In the response, each entry below should appear again exactly as given.

(Beginning of Records shown)

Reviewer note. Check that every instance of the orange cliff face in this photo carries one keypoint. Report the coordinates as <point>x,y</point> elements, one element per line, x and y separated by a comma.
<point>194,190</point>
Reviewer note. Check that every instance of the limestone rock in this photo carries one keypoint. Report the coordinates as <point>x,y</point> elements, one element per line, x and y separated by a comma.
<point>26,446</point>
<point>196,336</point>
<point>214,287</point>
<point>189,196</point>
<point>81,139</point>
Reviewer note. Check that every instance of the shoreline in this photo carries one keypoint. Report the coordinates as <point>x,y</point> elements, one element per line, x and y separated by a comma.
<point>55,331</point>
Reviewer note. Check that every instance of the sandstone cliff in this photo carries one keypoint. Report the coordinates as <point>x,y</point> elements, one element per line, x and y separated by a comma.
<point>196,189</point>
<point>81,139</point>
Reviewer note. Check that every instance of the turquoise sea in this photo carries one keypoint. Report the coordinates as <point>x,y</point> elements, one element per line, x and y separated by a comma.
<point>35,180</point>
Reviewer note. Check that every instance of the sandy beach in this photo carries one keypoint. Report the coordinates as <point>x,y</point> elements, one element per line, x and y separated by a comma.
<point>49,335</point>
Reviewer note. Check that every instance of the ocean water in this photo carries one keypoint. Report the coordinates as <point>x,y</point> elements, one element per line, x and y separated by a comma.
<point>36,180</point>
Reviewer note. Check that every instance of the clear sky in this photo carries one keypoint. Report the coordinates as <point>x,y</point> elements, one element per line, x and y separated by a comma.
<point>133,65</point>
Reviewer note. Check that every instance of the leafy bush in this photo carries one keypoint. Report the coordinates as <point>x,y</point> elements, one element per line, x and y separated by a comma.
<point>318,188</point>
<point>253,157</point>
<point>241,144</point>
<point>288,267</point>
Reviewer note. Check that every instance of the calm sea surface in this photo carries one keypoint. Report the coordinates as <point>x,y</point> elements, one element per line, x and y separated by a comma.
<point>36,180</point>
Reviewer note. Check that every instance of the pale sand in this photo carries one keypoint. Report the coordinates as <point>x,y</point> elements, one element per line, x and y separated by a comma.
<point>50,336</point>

(End of Records shown)

▶ **Solution to this problem**
Reviewer note. Check that every instance of the orange cliff face in this photo carries one keypoint. Report the coordinates as <point>x,y</point> elements, one element per line, x and y separated by a comma.
<point>194,190</point>
Reviewer note. Check that every instance of the limestone rock in this photo carries one keypoint. Report the coordinates as <point>x,y</point> elements, one element per line, x and y separated by a comma.
<point>26,446</point>
<point>196,336</point>
<point>214,287</point>
<point>189,196</point>
<point>81,139</point>
Reviewer note. Check that every instance of the shoreline in this photo carries one keypoint. Report the coordinates as <point>x,y</point> elements, one element per line, x and y separated by a comma.
<point>55,331</point>
Reviewer note. Check that every instance of the sandstone cliff in this photo carries one keypoint. Report the coordinates as <point>x,y</point> elements, one element per line, x and y separated by a comma.
<point>196,189</point>
<point>81,139</point>
Reviewer note. Check that every instance of the turquoise sea in this photo carries one keypoint. Report the coordinates as <point>x,y</point> elements, one element per line, x and y separated by a comma.
<point>35,180</point>
Reviewer note. Check that every instance of the sandy beach in this photo carries one keypoint. Report the coordinates as <point>x,y</point> elements, one element per line, x and y separated by a comma.
<point>49,335</point>
Reviewer note. Check that every instance of the ocean water in this photo carries one keypoint. Report the coordinates as <point>x,y</point> elements, one element per line, x and y separated by a comma.
<point>36,180</point>
Reviewer note. Check that every instance of the clear sky in this photo carries one keypoint. Report the coordinates as <point>x,y</point> elements, one element per line, x and y separated by a comma.
<point>133,65</point>
Reviewer note. Check that every instance of the leafy bush in this photo carries one keypoint. Report the coordinates as <point>x,y</point> elements, one element per line, x and y separated by a comma.
<point>318,188</point>
<point>253,157</point>
<point>241,144</point>
<point>288,267</point>
Reviewer note. Check that every instance of the calm sea surface in this photo carries one keypoint. Report the coordinates as <point>x,y</point> elements, one element per line, x and y separated by a comma.
<point>36,180</point>
Reviewer note. Check that every instance of the pale sand in this photo carries one keypoint. Report the coordinates as <point>x,y</point> elements, one element per line, x and y separated by a comma.
<point>50,336</point>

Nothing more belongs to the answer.